* _Aufgabe A_
Wer war laut dem Text über die Académie des sciences nach den Statuten von 1795 dafür zuständig, die eingehende Korrespondenz zu sichten?
* _Aufgabe B_
Führe den Text über die Académie des sciences nach seinem letzten Satz fort.

* _Angezeigter Text_
————
Wie konnte diesem Defizit begegnet werden? Ein institutionalisierter Austausch mit anderen europäischen Akademien, wie ihn Libri anregte, strebte die Académie des sciences nicht an. Zu sehr war sie auch unter ihrem Sekretär Arago noch damit beschäftigt, ihre Bedeutung als zentrales Administrativorgan und repräsentative Institution der Wissenschaftsnation Frankreich gegenüber Politik und Öffentlichkeit zu festigen.
Es bot sich wiederum ein Rückgriff auf die Tradition des vorangegangenen Jahrhunderts an, um einer allzu offensichtlichen Beschränkung der Akademiearbeit auf den nationalen Rahmen entgegenzuwirken. Bereits in der Académie des sciences des Ancien Régime waren die Vorstellung und Diskussion eingesandter Forschungsergebnisse auch ausländischer Wissenschaftler wichtiger Bestandteil der wöchentlichen Versammlungen gewesen.[10] Nach den Statuten des Jahres 1795 gehörte es zu den Aufgaben der beiden Secrétaires perpétuels im wöchentlichen Turnus die eingehende Korrespondenz zu sichten und dem Plenum ausgewählte Forschungsbeiträge vorzustellen.
François Arago wertete die wöchentliche Vorstellung der eingegangen Korrespondenz auch im Dienst einer besseren Außendarstellung der Akademie zum ersten und herausragenden Tagungsordnungspunkt der Zusammenkünfte auf. Unter seinen Vorgängern war dies eine wenig beliebte Pflichtübung gewesen. Arago bereitete die Präsentation minutiös vor, um dann scheinbar aus dem Stegreif über Forschungsergebnisse aus verschiedenen Wissensbereichen zu referieren. Humboldt hatte sich eine solche Rolle Aragos in der Académie des sciences gewünscht. Bereits kurz nach der Wahl Aragos zum Sekretär schrieb er aus Potsdam:[11]
Tu sauras ramener, j’en suis sûr, les Rapports et les discours publics à ce qu’ils doivent être dans une Académie des sciences. La véritable éloquence naît de la grandeur des vues et un coup d’œil rapide, jetté [sic] sur les progrès que dans l’Europe entière telle où telle science a faits, accoutumera peu à peu le public à préférer ce qui agrandit la pensée aux froids plaisanteries et à la manière anecdotique.
————
* _Verfügbare Daten_
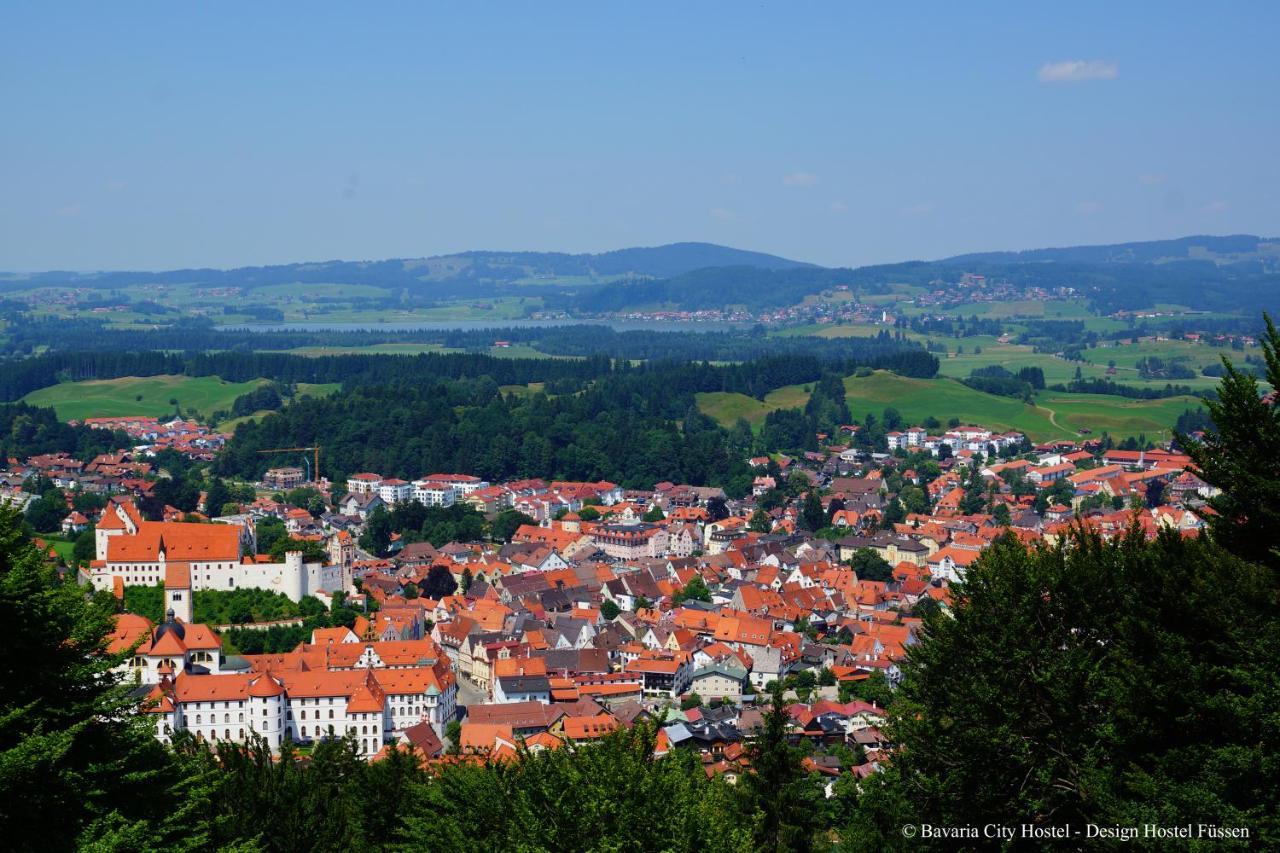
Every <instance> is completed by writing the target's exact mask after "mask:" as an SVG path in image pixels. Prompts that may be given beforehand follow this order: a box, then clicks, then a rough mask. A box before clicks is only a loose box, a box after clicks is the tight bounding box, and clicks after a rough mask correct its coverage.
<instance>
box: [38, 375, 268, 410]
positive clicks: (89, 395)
mask: <svg viewBox="0 0 1280 853" xmlns="http://www.w3.org/2000/svg"><path fill="white" fill-rule="evenodd" d="M265 382H266V380H265V379H253V380H251V382H227V380H225V379H219V378H218V377H177V375H160V377H122V378H119V379H91V380H87V382H64V383H61V384H56V386H50V387H49V388H40V389H38V391H32V392H31V393H29V394H27V396H26V397H23V401H26V402H28V403H32V405H33V406H52V407H54V410H55V411H56V412H58V416H59V418H61V419H63V420H82V419H84V418H122V416H124V415H154V416H159V415H163V414H164V412H166V411H173V405H172V403H170V402H169V401H170V400H177V401H178V405H179V406H182V409H183V411H186V410H188V409H195V410H196V411H198V412H200V414H201V415H209V414H210V412H212V411H216V410H219V409H230V406H232V403H233V402H234V401H236V398H237V397H239V396H241V394H244V393H248V392H250V391H252V389H253V388H257V387H259V386H261V384H264V383H265Z"/></svg>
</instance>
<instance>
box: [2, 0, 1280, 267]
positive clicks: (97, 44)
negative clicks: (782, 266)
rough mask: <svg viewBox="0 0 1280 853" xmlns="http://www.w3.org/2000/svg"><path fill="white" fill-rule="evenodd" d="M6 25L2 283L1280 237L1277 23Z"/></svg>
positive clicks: (114, 13)
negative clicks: (430, 260) (392, 259)
mask: <svg viewBox="0 0 1280 853" xmlns="http://www.w3.org/2000/svg"><path fill="white" fill-rule="evenodd" d="M4 19H5V23H6V26H5V28H4V31H3V35H0V45H3V46H4V50H3V51H0V54H3V55H0V96H3V97H4V102H5V109H6V114H8V118H9V122H10V128H12V129H10V132H9V133H6V134H4V137H3V138H0V182H3V184H0V186H4V187H5V201H4V204H0V269H3V270H6V272H33V270H49V269H64V270H106V269H113V270H125V269H136V270H160V269H174V268H193V266H212V268H224V269H225V268H234V266H250V265H264V264H288V263H300V261H320V260H332V259H342V260H381V259H389V257H421V256H431V255H445V254H452V252H457V251H470V250H485V248H486V247H492V248H494V250H500V251H563V252H568V254H580V252H602V251H609V250H614V248H625V247H632V246H658V245H664V243H671V242H710V243H718V245H723V246H732V247H739V248H745V250H751V251H760V252H769V254H774V255H781V256H783V257H790V259H795V260H803V261H810V263H815V264H822V265H826V266H860V265H867V264H877V263H893V261H904V260H920V259H938V257H946V256H951V255H957V254H964V252H977V251H998V250H1011V251H1014V250H1025V248H1041V247H1051V246H1076V245H1096V243H1116V242H1132V241H1146V240H1166V238H1175V237H1183V236H1188V234H1231V233H1252V234H1261V236H1268V234H1277V233H1280V199H1277V196H1276V193H1275V187H1276V184H1277V179H1280V164H1277V163H1276V160H1275V158H1274V155H1272V151H1271V149H1272V147H1274V141H1275V140H1276V138H1277V136H1280V133H1277V132H1280V114H1277V113H1276V110H1271V109H1266V108H1265V104H1266V102H1270V99H1271V97H1272V92H1274V91H1276V87H1277V83H1280V63H1275V61H1274V59H1272V58H1271V51H1272V46H1271V45H1270V38H1268V36H1270V33H1271V32H1274V31H1275V24H1277V23H1280V10H1277V8H1276V6H1274V5H1272V4H1261V3H1256V4H1234V5H1231V6H1228V8H1222V9H1212V10H1208V9H1203V8H1199V6H1194V5H1188V6H1179V8H1169V6H1166V5H1164V4H1161V5H1160V6H1156V5H1147V4H1132V5H1126V6H1123V8H1116V6H1114V5H1108V4H1073V6H1071V8H1069V9H1029V8H1024V6H1020V5H1019V6H1014V5H1009V6H1007V9H1005V13H1001V10H1000V9H986V10H982V13H980V14H975V13H974V12H973V10H970V9H932V10H929V13H928V14H927V15H919V14H905V13H897V12H895V10H891V9H878V8H850V6H846V5H842V4H819V5H814V6H806V8H804V9H801V10H797V9H796V8H794V6H788V5H769V4H765V5H763V6H753V8H740V6H737V5H700V6H695V8H686V6H682V5H664V4H658V5H649V6H645V8H643V9H640V8H630V9H627V8H613V6H599V5H590V4H558V5H556V6H554V8H543V6H539V8H521V6H513V8H502V9H494V10H490V12H489V14H484V13H483V12H480V10H477V9H474V8H467V9H457V8H443V9H442V8H429V9H424V8H419V6H417V5H389V6H379V8H378V9H375V10H372V13H370V12H369V10H364V9H356V8H343V6H333V5H324V4H307V5H300V4H280V5H271V6H252V8H247V6H246V8H237V6H227V5H220V6H207V8H200V6H168V5H152V6H104V5H100V4H72V5H70V9H68V8H67V6H58V8H47V6H26V8H18V9H8V10H6V13H5V15H4ZM1267 22H1270V24H1268V23H1267Z"/></svg>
————
* _Antwort A_
Die beiden Secrétaires perpétuels, im wöchentlichen Turnus.

* _Antwort B_
Arago verfügte jedoch über keine dauerhaften ganz Europa umspannenden Gelehrtenkontakte wie sein Kollege und Vorgänger Georges Cuvier. Dennoch gelang es ihm, in den wöchentlichen Versammlungen ab 1830 regelmäßig über Forschungsergebnisse deutscher Gelehrter zu berichten. Dies verdankte er den Mitteilungen seines engen Freundes Alexander von Humboldt.
Dank dieser Kooperation konnte Arago Sitzungen, in denen sonst nur Arbeiten französischer Wissenschaftler zur Sprache gekommen wären, eine stärker europäische Dimension verleihen.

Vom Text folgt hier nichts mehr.